— DOCUMENT SECTION —
The Evolution of Everything: How New Ideas Emerge By Matt Ridley HarperCollins, 2015
Designers are called to tackle increasingly complex problems. This requires that we understand how systems function and how they came to have the configurations we experience. I put it this way because complex systems (at least those that stand the test of time) don’t come into the world fully-formed. Instead, they evolve step-by-step from earlier, simpler systems. (See Gall’s Law.) Because of this, it’s essential that we understand the distinction between top-down and bottom-up structuring processes.
That distinction is what drew me to The Evolution of Everything. While not written specifically for designers, the book addresses this subject directly. Per its jacket, the book aims to “definitively [dispel] a dangerous, widespread myth: that we can command and control our world.” It pitches “the forces of evolution” against top-down forces for systems definition. What sorts of systems? Any and all of them: the universe, morality, life, genes, culture, the economy, technology, the mind, personality, education, population, leadership, government, religion, money, the internet.
There’s a chapter devoted to how top-down vs. bottom-up approaches have played out for each of these complex subjects. Mr. Ridley aims to demonstrate that advances in all of them have been the result of evolutionary forces, and the hindrances the result of intentional, planned actions. I don’t think I’m doing the author a disservice by describing it in such binary terms. In the book’s epilogue, Mr. Ridley states his thesis in its “boldest and most surprising form:”
Bad news is man-made, top-down, purposed stuff, imposed on history. Good news is accidental, unplanned, emergent stuff that gradually evolves. The things that go well are largely unintended, the things that go badly are largely intended.
Examples given of the former include the Russian Revolution, the Nazi regime, and the 2008 financial crisis, while examples of the latter include the eradication of infectious diseases, the green revolution, and the internet.

— SUPPLIED RECORDS —
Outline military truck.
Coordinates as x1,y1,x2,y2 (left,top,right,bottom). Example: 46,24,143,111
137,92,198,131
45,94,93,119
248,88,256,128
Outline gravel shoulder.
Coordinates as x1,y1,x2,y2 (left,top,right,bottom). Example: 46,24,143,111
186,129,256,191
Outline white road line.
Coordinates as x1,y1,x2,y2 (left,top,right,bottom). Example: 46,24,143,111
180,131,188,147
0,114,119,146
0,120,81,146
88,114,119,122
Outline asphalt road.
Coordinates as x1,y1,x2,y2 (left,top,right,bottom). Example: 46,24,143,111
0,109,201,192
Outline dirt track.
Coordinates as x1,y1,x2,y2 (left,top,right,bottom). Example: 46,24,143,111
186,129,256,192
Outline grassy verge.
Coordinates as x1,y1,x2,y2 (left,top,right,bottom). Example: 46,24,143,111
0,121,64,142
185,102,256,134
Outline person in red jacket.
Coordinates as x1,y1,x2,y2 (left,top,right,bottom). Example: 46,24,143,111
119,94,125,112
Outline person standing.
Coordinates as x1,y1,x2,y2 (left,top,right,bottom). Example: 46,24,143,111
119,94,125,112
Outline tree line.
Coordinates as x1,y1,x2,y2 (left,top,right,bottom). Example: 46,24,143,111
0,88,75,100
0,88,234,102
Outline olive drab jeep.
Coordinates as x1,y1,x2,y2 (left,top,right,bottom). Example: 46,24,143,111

— REQUIRED ACTIONS —
(a) Summarize the book review in two sentences.
(b) Switch "simpler" to "smaller" in the book review, and give everything from "The Evolution of Everything: How" down to "bottom-up structuring processes.".

— EXPECTED OUTPUTS —
(a) Designers facing complex problems need to understand how systems evolve step by step from simpler ones and how top-down and bottom-up structuring processes differ, which is what drew the reviewer to The Evolution of Everything. In that book, Matt Ridley devotes a chapter to each of many complex subjects, from the universe to the internet, to show that advances have come from evolutionary forces and hindrances from intentional, planned actions.

(b)
The Evolution of Everything: How New Ideas Emerge By Matt Ridley HarperCollins, 2015
Designers are called to tackle increasingly complex problems. This requires that we understand how systems function and how they came to have the configurations we experience. I put it this way because complex systems (at least those that stand the test of time) don’t come into the world fully-formed. Instead, they evolve step-by-step from earlier, smaller systems. (See Gall’s Law.) Because of this, it’s essential that we understand the distinction between top-down and bottom-up structuring processes.